- _SOURCE DATA_
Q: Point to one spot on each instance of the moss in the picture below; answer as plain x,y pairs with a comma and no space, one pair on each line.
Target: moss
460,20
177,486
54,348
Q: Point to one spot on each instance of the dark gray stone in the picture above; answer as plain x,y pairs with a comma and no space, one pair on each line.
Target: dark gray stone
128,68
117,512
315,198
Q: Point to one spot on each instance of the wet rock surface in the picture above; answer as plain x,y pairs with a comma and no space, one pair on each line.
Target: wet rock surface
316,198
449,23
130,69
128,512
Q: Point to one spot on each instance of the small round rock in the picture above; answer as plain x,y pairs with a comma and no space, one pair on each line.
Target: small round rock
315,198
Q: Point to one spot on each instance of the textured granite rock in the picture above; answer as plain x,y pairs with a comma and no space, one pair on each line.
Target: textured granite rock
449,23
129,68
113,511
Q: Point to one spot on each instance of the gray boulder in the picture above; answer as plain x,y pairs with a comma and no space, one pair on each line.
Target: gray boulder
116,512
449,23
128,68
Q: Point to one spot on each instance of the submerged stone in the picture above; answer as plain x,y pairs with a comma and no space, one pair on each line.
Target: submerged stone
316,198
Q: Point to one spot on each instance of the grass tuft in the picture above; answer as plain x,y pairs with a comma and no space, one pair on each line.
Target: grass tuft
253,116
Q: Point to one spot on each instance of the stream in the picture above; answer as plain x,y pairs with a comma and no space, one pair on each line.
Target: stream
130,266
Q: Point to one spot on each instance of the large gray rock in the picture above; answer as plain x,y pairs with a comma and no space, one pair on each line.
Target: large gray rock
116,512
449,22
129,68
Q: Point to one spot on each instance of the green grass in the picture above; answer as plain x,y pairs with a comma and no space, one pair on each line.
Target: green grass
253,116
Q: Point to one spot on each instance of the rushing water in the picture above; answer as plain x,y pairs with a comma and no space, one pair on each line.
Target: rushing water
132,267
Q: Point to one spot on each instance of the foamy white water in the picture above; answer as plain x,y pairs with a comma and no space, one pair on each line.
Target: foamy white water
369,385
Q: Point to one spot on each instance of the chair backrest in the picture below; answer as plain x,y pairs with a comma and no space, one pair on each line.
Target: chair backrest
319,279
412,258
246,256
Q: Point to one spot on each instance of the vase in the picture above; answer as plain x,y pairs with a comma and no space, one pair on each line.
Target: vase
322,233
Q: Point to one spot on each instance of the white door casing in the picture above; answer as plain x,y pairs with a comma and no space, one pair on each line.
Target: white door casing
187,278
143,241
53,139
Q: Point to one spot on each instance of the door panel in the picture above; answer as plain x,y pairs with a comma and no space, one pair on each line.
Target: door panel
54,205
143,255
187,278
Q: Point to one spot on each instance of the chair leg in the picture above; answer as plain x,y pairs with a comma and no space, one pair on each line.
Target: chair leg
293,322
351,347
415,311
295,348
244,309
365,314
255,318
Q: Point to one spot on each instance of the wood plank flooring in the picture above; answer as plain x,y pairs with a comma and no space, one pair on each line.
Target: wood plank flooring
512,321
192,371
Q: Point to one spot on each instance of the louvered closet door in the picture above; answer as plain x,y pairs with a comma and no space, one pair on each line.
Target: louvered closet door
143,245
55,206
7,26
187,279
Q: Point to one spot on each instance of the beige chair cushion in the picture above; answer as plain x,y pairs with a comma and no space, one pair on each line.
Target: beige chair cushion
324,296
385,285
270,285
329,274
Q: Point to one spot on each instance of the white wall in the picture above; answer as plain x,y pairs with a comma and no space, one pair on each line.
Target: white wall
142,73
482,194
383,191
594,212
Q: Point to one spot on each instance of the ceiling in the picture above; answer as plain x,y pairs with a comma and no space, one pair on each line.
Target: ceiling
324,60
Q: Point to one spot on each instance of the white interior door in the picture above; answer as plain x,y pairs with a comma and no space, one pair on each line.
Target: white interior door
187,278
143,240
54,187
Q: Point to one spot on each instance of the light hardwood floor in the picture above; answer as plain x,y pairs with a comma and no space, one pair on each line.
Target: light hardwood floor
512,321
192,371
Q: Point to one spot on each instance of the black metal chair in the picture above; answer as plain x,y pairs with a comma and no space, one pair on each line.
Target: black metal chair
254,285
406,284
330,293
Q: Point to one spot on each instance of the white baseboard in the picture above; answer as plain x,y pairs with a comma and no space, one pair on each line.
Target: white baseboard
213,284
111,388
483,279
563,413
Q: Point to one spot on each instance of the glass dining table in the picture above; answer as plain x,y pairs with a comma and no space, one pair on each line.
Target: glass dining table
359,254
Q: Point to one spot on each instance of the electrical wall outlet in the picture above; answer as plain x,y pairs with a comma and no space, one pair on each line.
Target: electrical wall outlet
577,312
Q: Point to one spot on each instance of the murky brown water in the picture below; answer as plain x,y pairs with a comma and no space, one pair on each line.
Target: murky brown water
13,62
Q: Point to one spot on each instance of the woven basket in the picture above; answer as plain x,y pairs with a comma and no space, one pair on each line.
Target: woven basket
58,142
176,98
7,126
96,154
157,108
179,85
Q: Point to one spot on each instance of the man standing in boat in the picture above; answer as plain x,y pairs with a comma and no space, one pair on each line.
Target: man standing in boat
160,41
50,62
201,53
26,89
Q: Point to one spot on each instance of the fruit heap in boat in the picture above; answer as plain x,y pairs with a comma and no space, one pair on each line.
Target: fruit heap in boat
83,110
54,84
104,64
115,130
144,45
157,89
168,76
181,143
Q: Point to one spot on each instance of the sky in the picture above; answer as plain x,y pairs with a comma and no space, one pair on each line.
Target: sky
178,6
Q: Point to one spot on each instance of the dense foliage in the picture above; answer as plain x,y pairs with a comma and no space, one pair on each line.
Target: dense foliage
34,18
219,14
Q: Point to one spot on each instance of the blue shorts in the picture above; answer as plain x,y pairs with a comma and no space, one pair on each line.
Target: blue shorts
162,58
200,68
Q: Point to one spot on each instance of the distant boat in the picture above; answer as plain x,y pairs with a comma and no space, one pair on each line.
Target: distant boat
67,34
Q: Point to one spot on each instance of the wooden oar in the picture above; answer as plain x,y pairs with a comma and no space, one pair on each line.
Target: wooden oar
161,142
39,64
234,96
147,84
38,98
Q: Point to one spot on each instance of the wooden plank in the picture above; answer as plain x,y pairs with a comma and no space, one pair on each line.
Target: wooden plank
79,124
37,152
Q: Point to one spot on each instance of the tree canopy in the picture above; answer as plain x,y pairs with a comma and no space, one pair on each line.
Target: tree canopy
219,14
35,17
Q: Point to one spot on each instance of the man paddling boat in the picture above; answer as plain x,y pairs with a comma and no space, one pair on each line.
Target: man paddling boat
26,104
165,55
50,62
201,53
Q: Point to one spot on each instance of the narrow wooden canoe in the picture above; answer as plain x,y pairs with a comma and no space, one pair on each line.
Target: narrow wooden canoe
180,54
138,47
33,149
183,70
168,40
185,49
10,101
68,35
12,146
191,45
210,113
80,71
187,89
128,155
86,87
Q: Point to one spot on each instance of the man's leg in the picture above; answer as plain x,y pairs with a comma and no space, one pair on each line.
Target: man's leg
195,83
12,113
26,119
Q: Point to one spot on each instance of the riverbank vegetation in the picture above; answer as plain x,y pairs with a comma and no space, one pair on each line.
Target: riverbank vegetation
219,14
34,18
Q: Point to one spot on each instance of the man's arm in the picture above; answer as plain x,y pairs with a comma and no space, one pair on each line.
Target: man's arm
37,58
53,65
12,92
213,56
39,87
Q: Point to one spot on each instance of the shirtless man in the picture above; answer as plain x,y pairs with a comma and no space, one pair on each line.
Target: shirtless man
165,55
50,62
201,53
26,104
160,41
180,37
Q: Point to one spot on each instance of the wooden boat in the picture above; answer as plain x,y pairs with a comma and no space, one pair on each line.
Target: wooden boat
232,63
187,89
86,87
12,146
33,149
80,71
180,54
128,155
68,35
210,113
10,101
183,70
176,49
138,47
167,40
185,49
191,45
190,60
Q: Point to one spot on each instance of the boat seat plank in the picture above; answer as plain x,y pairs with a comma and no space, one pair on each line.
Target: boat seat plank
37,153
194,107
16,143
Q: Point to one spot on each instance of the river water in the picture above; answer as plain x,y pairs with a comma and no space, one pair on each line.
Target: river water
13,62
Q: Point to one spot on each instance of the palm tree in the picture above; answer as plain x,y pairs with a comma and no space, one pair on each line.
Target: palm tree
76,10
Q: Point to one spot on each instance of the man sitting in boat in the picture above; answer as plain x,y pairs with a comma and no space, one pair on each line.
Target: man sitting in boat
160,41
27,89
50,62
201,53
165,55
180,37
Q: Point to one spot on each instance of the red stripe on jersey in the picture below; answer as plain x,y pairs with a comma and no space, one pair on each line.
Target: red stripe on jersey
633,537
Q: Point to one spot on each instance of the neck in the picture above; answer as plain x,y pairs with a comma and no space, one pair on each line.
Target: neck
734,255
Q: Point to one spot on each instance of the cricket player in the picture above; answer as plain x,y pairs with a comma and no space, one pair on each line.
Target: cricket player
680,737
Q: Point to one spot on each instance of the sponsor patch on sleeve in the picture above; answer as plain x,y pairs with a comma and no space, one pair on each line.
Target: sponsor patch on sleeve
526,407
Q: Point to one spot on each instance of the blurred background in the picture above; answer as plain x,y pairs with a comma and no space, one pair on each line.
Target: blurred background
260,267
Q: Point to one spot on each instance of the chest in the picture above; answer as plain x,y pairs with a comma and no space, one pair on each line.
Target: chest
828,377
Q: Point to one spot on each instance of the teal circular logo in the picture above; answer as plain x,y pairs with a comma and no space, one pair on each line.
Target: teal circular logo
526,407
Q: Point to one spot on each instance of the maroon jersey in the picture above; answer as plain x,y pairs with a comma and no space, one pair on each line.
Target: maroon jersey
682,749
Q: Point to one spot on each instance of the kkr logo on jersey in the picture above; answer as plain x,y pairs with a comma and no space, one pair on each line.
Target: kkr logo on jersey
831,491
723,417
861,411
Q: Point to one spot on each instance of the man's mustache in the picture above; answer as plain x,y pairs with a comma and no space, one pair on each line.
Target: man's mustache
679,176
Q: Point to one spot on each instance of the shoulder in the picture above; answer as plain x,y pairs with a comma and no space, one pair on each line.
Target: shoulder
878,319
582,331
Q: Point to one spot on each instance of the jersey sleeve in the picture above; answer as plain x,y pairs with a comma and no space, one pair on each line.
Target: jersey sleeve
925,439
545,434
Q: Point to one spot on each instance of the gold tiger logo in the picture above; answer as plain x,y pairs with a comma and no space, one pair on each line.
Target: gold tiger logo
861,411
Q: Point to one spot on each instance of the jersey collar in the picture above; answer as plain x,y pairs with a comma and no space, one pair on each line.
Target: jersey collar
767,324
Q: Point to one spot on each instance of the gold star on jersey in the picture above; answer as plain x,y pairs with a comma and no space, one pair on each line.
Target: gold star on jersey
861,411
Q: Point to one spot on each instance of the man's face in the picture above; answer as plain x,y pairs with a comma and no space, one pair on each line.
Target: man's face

- _TASK ITEM_
Go through the records and gather the lines that hold "below".

- _OUTPUT_
Q: Point to one spot on each instance of the moss in the picture below; answer as plain x,y pairs with a comma and no space, one pair on each line.
Q: Point to one spot on each instance of the chair backrest in the picture below; answer as plain x,y pairs with a comma and no space, one pair on each line.
Q: Point to one spot on each instance of the murky brown water in the picture below; answer as plain x,y pairs with a comma and no space, one pair on each line.
Q: Point to one spot on each instance of the red stripe on jersey in the picture below; answer as plain x,y pairs with a comma and no space, one pair on each line.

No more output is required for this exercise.